Requirement | Output every line of the entries below as a numbered list, skipping blank lines and omitting the pictures.

- - - -

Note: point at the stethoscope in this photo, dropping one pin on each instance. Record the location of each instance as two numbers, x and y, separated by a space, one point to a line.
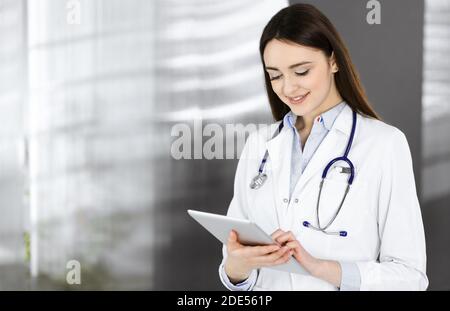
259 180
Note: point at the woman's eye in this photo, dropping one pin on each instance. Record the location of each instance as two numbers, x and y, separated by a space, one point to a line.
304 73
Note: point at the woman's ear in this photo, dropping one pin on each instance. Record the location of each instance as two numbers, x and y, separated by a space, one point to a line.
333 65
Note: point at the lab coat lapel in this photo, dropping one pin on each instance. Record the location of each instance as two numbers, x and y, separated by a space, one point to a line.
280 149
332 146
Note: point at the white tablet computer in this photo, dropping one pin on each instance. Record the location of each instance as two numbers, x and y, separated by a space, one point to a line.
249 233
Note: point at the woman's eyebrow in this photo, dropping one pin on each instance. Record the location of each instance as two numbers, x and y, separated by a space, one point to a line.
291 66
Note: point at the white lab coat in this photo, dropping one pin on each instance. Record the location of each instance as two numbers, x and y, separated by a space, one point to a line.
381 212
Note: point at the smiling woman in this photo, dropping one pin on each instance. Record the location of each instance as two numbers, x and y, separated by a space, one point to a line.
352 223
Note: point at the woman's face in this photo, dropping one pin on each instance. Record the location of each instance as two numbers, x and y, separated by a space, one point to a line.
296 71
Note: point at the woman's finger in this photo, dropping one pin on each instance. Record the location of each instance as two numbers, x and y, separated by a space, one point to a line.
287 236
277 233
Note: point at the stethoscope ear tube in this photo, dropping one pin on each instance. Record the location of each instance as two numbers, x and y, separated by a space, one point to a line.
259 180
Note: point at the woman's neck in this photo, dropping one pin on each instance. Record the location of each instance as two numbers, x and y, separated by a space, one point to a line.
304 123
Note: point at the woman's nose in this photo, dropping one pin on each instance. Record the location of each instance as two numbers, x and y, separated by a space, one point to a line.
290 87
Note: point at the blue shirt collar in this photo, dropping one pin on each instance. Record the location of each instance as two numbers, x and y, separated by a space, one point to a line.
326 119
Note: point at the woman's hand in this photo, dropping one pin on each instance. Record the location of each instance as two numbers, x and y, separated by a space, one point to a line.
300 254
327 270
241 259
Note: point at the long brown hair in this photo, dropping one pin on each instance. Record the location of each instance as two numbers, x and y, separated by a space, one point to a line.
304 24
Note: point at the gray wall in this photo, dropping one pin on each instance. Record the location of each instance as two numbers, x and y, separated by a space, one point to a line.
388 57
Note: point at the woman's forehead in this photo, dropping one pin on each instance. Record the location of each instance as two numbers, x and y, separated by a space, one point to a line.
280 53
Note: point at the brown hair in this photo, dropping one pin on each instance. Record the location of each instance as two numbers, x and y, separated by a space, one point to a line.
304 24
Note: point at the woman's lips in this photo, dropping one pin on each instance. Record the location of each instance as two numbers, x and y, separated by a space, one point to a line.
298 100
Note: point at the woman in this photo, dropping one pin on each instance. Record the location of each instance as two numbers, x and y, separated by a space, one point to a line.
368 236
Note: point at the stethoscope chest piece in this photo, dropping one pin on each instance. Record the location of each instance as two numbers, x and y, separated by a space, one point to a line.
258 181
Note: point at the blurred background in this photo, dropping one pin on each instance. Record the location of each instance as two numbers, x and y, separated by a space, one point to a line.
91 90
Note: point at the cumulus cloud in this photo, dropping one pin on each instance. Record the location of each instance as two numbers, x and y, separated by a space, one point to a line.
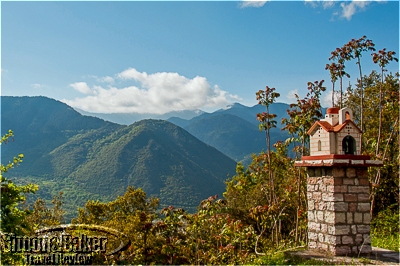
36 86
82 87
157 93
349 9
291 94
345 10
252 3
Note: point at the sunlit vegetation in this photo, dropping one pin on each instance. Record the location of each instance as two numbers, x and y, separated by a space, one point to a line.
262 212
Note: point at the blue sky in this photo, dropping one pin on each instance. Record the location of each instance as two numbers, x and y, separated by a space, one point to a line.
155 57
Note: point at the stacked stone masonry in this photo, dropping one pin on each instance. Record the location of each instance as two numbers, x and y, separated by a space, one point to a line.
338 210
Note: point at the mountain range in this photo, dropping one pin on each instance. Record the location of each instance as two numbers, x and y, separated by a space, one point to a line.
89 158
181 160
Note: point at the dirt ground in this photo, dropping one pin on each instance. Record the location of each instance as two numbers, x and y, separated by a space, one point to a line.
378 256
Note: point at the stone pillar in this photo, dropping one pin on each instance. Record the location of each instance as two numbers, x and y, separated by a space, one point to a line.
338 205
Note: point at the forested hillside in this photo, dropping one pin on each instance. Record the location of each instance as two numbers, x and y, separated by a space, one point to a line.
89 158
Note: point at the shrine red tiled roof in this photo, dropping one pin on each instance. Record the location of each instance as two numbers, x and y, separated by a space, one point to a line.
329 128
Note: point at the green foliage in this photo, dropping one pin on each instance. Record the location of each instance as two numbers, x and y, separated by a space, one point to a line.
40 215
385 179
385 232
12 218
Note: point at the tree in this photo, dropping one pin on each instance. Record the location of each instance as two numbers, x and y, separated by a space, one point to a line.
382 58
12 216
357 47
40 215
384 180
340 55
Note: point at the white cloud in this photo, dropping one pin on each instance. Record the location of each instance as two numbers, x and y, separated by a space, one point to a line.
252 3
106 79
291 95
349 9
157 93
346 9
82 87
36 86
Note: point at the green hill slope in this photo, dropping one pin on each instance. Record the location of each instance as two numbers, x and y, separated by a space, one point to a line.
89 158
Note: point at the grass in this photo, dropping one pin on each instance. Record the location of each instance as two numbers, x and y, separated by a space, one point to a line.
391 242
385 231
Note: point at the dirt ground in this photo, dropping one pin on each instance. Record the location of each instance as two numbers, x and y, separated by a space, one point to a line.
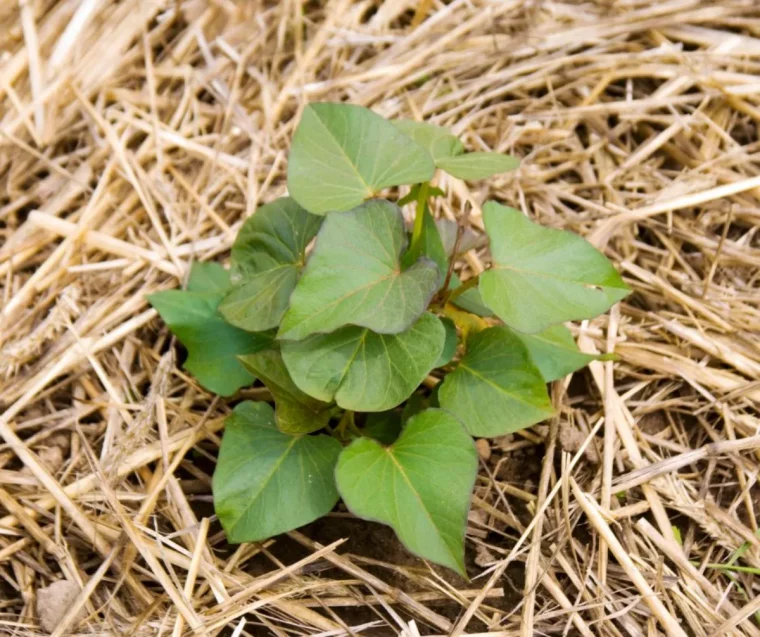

- - - -

Task result |
1. Note: point at the stethoscope in this photo, dropping one pin on each instance. Record the location of each instance as two numbers, x and y, separated by a space, one point to a line.
2. 259 180
3. Note: point at the woman's eye in this photo, dropping one pin on each instance. Record the location of each instance as two numbers, x and y, separated by a space, one point to a line.
4. 304 73
5. Note: point at the woman's ear in this photo, dropping one pin on each instance. Record the location of each instance as two numbers, x and y, separated by a space, one point to a line.
6. 333 65
7. Note: point at the lab coat lapel in this photo, dropping one pin on each instance. Record the location of each instance as two numbers, x and y, separated by a space, one point to a line.
8. 280 149
9. 332 146
10. Note: point at the white tablet computer in this photo, dropping one pin on each instance. Record the location of each instance as two numbers, x and y, separated by a space, one point to a line.
11. 249 233
12. Note: point at the woman's eyebrow in this photo, dropping one pin on each instance. Record the location of each instance as two numbers, x and y, separated by a space, one point to a line.
13. 291 66
14. Note: point at the white lab coat in this photo, dropping one pin on each instance. Record the location of each instance as two numbers, x and y, separated by a space, one point to a line.
15. 381 212
16. Note: point at the smiling woman in this photo, dropping one pin on each instance. Record the location of each instance as two numbers, x and y, separated by a space, one point to a line.
17. 352 223
18. Note: point at the woman's face in this photo, dropping one pin on each instance. Record the location of each instance as two numbers, x and y, separated by a space, one point to a line.
19. 296 71
20. Note: point at the woman's finger in this photo, dropping one pin on each instance. Record the location of each instance as two numbers, x and y, separated by a space, one point to a line.
21. 287 236
22. 277 233
23. Note: point at the stethoscope ear tube in this photo, dropping one pin on each instance. Record the location of each instance as two numbers, x and y, separated by a space, one point to a line.
24. 259 180
25. Note: point at the woman's neck in this photo, dropping one pin on each instance. Record the location of each instance as two numbers, x and y, separated by a space, one point to a line.
26. 304 123
27. Note: point at the woman's nose in this photo, dropping one pin on each instance. Record the location of each instance as two numbers, x and y, separated by a space, one point to a line.
28. 290 87
29. Note: point at the blue shirt collar in this photo, dropping one pin on each instance. Record the location of each instance as two numbers, x and y, separated by a space, one point to a line.
30. 326 119
31. Note: point at the woman's hand in this photo, dropping one pin on each instance. Record the location of each instance as two numbers, x and y, separated by a space, one point to a line.
32. 300 254
33. 327 270
34. 241 259
35. Note: point at the long brown hair in this photo, dropping one pin on each instance. Record the location of each instance as two numbers, x and y, separated by a space, one point to a line.
36. 304 24
37. Note: point at the gray wall in this photo, dropping one pin on each instance. Record the location of each instance as two numbers, x and y, separated by a space, one point to a line.
38. 388 57
39. Note: point at the woman's forehead in this photo, dropping one pin on each instance. Record the location of each instance as two numbers, x and y, separated by a space, one point to a line.
40. 280 53
41. Note: point at the brown hair in this photo, dropping one pin on each instance. Record the location of each instance as two numbers, x and y, separated by a space, one point to a line.
42. 304 24
43. Note: point at the woman's lips in this photo, dropping one pin on each instance. Record the location of each instance as two numbers, x and y, separated by a space, one point to a line.
44. 298 100
45. Note: point at the woman in this photo, dropping one pin on each instance. Record the location of each instance as two numbers, x and y, separated by a space, one point to a line.
46. 368 236
47. Note: point at the stethoscope chest piece in this photo, dropping one pin on each instance. Record the location of each instance as two numbers, x and y, separated by a space, one point to a line.
48. 258 181
49. Note: point at the blurred background in this photo, dropping one pin on each instance. Record the location of each instance as two numbers, x and y, separated by a space, one point to a line.
50. 91 90
51. Note: point at the cumulus cloud in this photo, dropping one pin on each instance. Record the location of each instance as two numbers, x and y, separated by a space, one point to a line.
52. 36 86
53. 82 87
54. 157 93
55. 349 9
56. 291 94
57. 345 10
58. 252 3
59. Note: point at the sunlit vegetation in this photo, dropping one pin on each instance. Record the location of each instance as two numbers, x and y, separated by a space, one point to a line.
60. 262 212
61. Note: point at the blue sky in this photo, dropping one pin on each instance. Record the location of each instance as two numbers, x and y, separated by a space, one point to a line.
62. 155 57
63. Note: point at the stacked stone masonry in this photo, dropping one pin on each instance. Record the location of each instance as two numbers, x and y, separated by a space, one point to a line.
64. 338 210
65. Note: point at the mountain range in this photo, dropping one pin on each instance. Record the location of each instance as two numbers, x and y, separated by a space, one point to a line.
66. 89 158
67. 181 160
68. Note: point at the dirt ground in this photo, dropping one pin on each instance. Record the location of each instance as two numbers, x and y, separated by a space, one point to a line.
69. 378 256
70. Note: point at the stone pillar in this photo, dropping one pin on each instance. Record the location of each instance as two numbers, x and y, separated by a space, one point to a line.
71. 338 205
72. Note: point at the forested hillside in this photo, dropping one pin on each instance. Record the location of each instance as two numbers, x and y, separated by a space, one point to a line.
73. 89 158
74. Note: point at the shrine red tiled roof in this photo, dropping one pin on each instance. Record the location of each instance as two numbers, x and y, separated by a space, one point to a line.
75. 329 128
76. Note: point at the green foliage in this photo, dropping one pin on each instance. Record the location of each instance as two numbers, x and y, separated by a space, one point to a line.
77. 40 215
78. 385 179
79. 385 232
80. 12 218
81. Note: point at the tree in this photo, dropping one pin on each instance. Record the location of each instance as two numbers, x and y, separated by a space, one point to a line.
82. 382 58
83. 12 216
84. 357 47
85. 40 215
86. 384 180
87. 340 55
88. Note: point at the white cloud in this photo, dropping one pin on each instance. Record the location of each instance as two numbers, x and y, separated by a space, one point to a line.
89. 252 3
90. 106 79
91. 291 95
92. 349 9
93. 157 93
94. 346 9
95. 82 87
96. 36 86
97. Note: point at the green hill slope in this photo, dropping one pin on each instance. Record the location of each instance as two numbers, x and y, separated by a space, one point to a line.
98. 89 158
99. Note: point at the grass in this photo, dropping one pin on each instance. Record the location of each instance as two numbers, x and y, separated by a space, one point to a line.
100. 391 242
101. 385 231
102. Note: point at the dirt ground in this photo, dropping one pin on each instance. Record the location of each instance as two numbers, x and y, separated by a space, one point to a line.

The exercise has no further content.